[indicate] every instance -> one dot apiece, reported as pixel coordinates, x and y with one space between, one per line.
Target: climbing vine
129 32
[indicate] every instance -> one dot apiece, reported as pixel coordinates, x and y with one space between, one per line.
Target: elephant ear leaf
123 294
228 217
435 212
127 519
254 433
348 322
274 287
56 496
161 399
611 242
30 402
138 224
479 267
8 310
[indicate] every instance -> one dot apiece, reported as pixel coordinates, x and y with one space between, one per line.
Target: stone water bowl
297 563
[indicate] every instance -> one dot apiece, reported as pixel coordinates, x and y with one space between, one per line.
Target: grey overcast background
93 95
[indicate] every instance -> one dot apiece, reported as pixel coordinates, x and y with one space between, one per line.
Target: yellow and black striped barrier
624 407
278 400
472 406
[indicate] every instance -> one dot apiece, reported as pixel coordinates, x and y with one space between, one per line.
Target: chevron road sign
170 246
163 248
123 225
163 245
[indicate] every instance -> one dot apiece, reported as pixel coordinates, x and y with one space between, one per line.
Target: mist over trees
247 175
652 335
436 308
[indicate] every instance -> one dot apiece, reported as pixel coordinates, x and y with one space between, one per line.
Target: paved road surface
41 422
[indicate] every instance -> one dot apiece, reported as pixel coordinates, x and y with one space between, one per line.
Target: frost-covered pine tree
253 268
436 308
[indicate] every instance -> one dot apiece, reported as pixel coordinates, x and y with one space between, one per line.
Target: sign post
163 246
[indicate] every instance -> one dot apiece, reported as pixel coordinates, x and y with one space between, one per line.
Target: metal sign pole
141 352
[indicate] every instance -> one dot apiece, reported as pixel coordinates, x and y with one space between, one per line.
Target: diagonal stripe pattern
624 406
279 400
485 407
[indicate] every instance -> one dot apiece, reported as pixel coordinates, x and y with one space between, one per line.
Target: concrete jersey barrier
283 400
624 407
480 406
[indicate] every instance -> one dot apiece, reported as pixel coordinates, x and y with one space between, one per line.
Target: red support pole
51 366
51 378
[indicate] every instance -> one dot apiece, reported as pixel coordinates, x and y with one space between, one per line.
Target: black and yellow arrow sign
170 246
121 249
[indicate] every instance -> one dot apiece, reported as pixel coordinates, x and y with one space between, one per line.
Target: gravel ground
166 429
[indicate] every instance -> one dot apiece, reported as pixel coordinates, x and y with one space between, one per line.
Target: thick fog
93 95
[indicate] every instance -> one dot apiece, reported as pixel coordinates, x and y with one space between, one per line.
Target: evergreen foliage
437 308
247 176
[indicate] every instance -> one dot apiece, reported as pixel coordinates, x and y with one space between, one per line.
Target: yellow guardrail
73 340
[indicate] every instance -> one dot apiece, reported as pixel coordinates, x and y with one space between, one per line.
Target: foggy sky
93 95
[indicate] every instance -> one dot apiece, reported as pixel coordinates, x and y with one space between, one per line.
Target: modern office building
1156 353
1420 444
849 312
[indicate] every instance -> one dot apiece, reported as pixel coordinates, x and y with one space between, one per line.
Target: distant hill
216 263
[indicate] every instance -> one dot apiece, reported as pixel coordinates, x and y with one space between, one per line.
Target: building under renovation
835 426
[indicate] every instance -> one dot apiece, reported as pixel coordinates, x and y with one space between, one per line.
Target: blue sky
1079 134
=======
* WHAT THE EXERCISE ASKS: Exactly reproduce every line found in the records.

* SOLUTION:
[indicate] every instance -> one dot apiece, reported as pixel coordinates, x and y with one space between, one per line.
Target: climbing vine
129 32
[indicate] every instance -> one dot apiece, reported as pixel coordinates, x and y with one space between, one per line.
Target: elephant ear leaf
123 294
228 217
435 212
127 519
254 433
348 322
274 287
56 496
161 399
611 242
30 402
138 224
479 267
8 310
[indicate] every instance -> one dot apiece, reported as pixel coordinates, x and y with one space between, one per line.
Target: stone water bowl
297 563
[indicate] every instance -> one dot apiece, reported as pixel coordinates, x and y with one space between, one per line.
Target: grey overcast background
93 95
[indicate] every instance -> one dot apiece, reported as pixel coordinates, x and y with one space between, one per line.
Target: yellow and black striped barrier
624 407
278 400
472 406
[indicate] every instance -> one dot apiece, reported as pixel coordinates, x and y with one space between, one per line.
Target: chevron road sign
170 246
163 248
123 225
163 245
[indicate] every instance -> one dot apiece, reported as pixel coordinates, x and y with one space between, one per line.
Target: mist over trees
247 175
652 335
436 308
[indicate] every instance -> one dot apiece, reported as pixel coordinates, x and y with one space between, one per line.
Target: paved road surface
41 422
[indicate] every instance -> one dot apiece, reported as pixel coordinates, x and y with one space between, one per line.
Target: frost-covered pine tree
253 268
436 308
[indicate] every instance -> one dot apiece, reported as pixel coordinates, x and y with one space between, one per line.
Target: sign post
163 246
[indicate] every instance -> one dot apiece, reported as pixel coordinates, x and y with one space between, one per line.
Target: metal sign pole
141 352
[indicate] every instance -> one dot apiece, reported as pixel coordinates, x and y with one space between, one per line.
Target: diagonal stripe pattern
624 406
279 400
485 407
[indicate] every instance -> one dot apiece, reported as pixel coordinates, x and y with one space between, one per line.
Target: concrete jersey barrier
283 400
624 407
480 406
[indicate] every instance -> one dot apiece, reported as pixel coordinates, x and y with one space between, one per line.
Target: red support pole
51 366
51 378
[indicate] every instance -> one dot apiece, reported as pixel coordinates, x and y with one space between, one per line.
Target: black and yellow arrow sign
170 246
121 249
[indicate] every instance -> one dot apiece, reported as pixel coordinates, x and y with one space between, one per line.
Target: gravel ground
166 429
[indicate] every instance -> one dot apiece, reported as pixel coordinates, x and y with one space between, one per line.
Target: thick fog
93 95
[indicate] every instance -> one dot apiece, reported as pixel coordinates, x and y with one space between, one per line.
Target: evergreen foliage
437 308
247 176
[indicate] every instance -> one dot apiece, reported as pixel coordinates, x and y with one space between, one per line.
Target: yellow guardrail
73 340
[indicate] every instance -> one dot apiece, reported as pixel coordinates, x and y with one space between, one per line.
Target: foggy sky
93 95
[indicate] every instance -> one dot apiece, reported as pixel coordinates, x and y with one space between, one per line.
Target: modern office building
1156 353
1420 444
849 312
[indicate] every instance -> one dot apiece, reported as pixel coordinates, x and y with one space between, one per line.
Target: distant hill
216 263
[indicate] every instance -> one dot apiece, reported as pixel coordinates, x and y with one space between, one per line.
Target: building under renovation
835 426
[indicate] every instance -> one dot apiece, reported as pixel coordinates, x and y with one space between, one per line.
Target: blue sky
1079 134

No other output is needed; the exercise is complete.